Recorded data:
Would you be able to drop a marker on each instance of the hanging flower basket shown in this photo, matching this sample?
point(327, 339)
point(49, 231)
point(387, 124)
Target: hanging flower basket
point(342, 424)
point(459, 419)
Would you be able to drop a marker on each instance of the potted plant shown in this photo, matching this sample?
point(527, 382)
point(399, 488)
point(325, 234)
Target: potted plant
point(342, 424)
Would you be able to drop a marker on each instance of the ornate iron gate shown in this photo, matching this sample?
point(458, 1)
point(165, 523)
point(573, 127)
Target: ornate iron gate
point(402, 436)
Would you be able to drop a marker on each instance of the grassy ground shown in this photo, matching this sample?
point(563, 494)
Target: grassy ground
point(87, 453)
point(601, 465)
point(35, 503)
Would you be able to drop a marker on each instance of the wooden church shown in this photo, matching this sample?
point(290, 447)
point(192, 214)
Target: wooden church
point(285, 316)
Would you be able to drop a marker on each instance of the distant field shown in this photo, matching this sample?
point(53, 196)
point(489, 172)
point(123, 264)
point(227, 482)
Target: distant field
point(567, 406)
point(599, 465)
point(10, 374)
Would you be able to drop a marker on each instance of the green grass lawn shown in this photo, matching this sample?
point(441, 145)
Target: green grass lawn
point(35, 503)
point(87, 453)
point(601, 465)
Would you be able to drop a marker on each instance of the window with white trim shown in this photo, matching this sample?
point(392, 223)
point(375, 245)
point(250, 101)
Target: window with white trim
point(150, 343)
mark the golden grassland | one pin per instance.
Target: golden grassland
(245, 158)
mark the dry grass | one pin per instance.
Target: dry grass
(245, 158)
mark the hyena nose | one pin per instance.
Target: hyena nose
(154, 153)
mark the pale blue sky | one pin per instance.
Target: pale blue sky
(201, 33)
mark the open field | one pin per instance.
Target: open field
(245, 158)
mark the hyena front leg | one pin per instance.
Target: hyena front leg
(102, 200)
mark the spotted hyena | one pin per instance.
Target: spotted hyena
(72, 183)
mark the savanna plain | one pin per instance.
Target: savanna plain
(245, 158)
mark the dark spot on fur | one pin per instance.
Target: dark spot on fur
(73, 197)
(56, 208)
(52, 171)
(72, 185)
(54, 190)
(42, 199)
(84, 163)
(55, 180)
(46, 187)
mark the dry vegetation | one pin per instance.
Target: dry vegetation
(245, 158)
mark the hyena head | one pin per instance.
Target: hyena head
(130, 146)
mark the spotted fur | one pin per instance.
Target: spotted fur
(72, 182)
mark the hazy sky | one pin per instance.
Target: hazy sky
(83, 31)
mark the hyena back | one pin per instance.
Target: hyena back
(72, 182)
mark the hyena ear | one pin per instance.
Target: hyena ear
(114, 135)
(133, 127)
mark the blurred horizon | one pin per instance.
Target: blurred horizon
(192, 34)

Exercise requirements: Would you output every line of the listing exactly?

Task output:
Would you be able to drop a marker on each instance of the hanging flower basket shown in this photo, matching this sample?
point(327, 339)
point(49, 231)
point(387, 124)
Target: hanging flower basket
point(342, 424)
point(459, 419)
Would you be able to drop a marker on each instance of the potted plant shown in this photo, matching this sample?
point(527, 382)
point(399, 488)
point(325, 234)
Target: potted plant
point(342, 424)
Would you be able to drop a marker on each instance of the ornate iron gate shown in this photo, matching this sample?
point(458, 1)
point(165, 523)
point(573, 127)
Target: ornate iron gate
point(402, 436)
Would you be able to drop a marker on each instance of the grassy ground shown in this photo, matching this sample?
point(563, 494)
Target: grassy ground
point(87, 453)
point(601, 465)
point(35, 503)
Would you be able to drop a marker on each instance of the wooden church shown in this photo, matching this sample?
point(290, 447)
point(192, 214)
Target: wooden church
point(285, 316)
Would you be able to drop a marker on each instance of the distant field shown in this photo, matching this sample?
point(53, 196)
point(489, 172)
point(123, 264)
point(227, 482)
Target: distant field
point(567, 406)
point(599, 465)
point(10, 374)
Would you be able to drop a marker on each instance of the green grass lawn shown in this photo, matching this sample?
point(441, 145)
Target: green grass lawn
point(35, 503)
point(87, 453)
point(601, 465)
Would you be able to drop a marker on each instance of the window with white trim shown in this photo, matching this sample?
point(392, 223)
point(375, 245)
point(250, 101)
Target: window with white trim
point(150, 343)
mark the golden grassland | one pin per instance.
Target: golden grassland
(245, 158)
mark the dry grass | one pin per instance.
Target: dry grass
(245, 158)
mark the hyena nose | one pin per instance.
Target: hyena nose
(154, 153)
mark the pale blue sky | one pin per instance.
Target: pale blue sky
(201, 33)
mark the open field | one pin per instance.
Target: open field
(245, 158)
mark the hyena front leg | one pin per instance.
Target: hyena front leg
(102, 200)
mark the spotted hyena | one pin per instance.
Target: spotted hyena
(72, 183)
mark the savanna plain | one pin per instance.
Target: savanna plain
(245, 158)
mark the dark spot on fur | one pin per instance.
Target: dark spot on fur
(73, 197)
(56, 208)
(52, 171)
(72, 185)
(54, 190)
(42, 199)
(84, 163)
(55, 180)
(46, 187)
mark the dry vegetation | one pin per instance.
Target: dry vegetation
(245, 158)
mark the hyena head | one pin per instance.
Target: hyena head
(130, 146)
mark the spotted fur | one pin per instance.
Target: spotted fur
(72, 182)
mark the hazy sky | one pin per instance.
Target: hazy sky
(83, 31)
mark the hyena back | one pin per instance.
Target: hyena back
(72, 182)
mark the hyena ear | one pin per instance.
Target: hyena ear
(114, 135)
(133, 127)
mark the blurred horizon | one pin per instance.
Target: blurred horizon
(192, 34)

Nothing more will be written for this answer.